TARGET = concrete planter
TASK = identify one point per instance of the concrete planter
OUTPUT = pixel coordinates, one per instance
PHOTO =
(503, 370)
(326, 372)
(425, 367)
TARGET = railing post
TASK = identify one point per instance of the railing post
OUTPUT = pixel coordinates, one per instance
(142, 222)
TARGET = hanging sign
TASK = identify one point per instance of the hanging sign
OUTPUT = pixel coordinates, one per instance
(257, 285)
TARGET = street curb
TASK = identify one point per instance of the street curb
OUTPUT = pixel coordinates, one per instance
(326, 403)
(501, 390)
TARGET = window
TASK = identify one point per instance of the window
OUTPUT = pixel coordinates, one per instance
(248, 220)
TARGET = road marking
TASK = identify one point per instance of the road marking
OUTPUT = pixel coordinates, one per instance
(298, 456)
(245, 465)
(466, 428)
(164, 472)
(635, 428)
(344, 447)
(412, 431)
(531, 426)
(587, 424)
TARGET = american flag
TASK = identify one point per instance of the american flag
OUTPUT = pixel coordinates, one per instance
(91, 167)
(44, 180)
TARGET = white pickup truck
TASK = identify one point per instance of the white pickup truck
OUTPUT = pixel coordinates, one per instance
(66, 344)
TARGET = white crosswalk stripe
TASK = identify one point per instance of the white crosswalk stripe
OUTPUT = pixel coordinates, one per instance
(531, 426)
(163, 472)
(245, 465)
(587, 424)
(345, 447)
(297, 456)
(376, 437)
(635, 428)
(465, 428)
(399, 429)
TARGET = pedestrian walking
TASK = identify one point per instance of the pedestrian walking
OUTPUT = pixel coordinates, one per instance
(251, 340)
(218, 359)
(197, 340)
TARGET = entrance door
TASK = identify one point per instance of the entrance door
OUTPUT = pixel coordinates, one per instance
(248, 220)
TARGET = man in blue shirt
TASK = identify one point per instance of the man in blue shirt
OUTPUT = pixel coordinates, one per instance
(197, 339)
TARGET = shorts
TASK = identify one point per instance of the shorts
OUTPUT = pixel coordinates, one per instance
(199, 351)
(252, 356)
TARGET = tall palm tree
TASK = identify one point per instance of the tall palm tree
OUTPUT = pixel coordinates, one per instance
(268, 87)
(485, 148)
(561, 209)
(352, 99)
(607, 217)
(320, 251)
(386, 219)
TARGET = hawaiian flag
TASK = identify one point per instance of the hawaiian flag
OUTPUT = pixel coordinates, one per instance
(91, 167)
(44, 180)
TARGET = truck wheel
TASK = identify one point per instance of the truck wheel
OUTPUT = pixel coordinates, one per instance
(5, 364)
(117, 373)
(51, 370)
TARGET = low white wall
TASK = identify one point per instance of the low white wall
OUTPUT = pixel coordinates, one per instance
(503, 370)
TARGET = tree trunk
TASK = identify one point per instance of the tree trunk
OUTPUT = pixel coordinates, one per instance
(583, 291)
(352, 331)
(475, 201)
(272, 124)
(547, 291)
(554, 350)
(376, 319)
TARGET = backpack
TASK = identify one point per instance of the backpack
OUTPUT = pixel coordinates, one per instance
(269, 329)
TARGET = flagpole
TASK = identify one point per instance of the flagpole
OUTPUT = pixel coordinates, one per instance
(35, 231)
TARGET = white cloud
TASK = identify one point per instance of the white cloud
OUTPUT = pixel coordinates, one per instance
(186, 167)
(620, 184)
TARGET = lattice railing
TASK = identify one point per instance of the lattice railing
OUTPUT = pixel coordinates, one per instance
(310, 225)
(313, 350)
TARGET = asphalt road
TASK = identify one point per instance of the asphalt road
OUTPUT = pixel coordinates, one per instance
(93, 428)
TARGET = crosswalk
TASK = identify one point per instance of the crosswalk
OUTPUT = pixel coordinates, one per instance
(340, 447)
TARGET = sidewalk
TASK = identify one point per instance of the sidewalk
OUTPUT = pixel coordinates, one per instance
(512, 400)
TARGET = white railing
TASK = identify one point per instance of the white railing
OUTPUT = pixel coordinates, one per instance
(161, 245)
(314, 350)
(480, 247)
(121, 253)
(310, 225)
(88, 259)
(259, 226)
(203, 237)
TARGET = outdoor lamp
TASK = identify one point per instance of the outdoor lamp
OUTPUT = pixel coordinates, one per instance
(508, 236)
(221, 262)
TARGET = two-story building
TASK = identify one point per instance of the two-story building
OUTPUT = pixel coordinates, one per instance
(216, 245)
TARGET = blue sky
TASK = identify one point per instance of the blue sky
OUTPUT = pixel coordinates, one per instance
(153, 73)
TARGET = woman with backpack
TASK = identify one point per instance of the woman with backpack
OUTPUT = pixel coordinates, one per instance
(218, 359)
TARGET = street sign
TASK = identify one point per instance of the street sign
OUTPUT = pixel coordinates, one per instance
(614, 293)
———
• **TASK REQUIREMENTS**: Where "woman" occurs in a line of the data above, count that line. Give the final count and no other words.

• **EXERCISE RESPONSE**: 2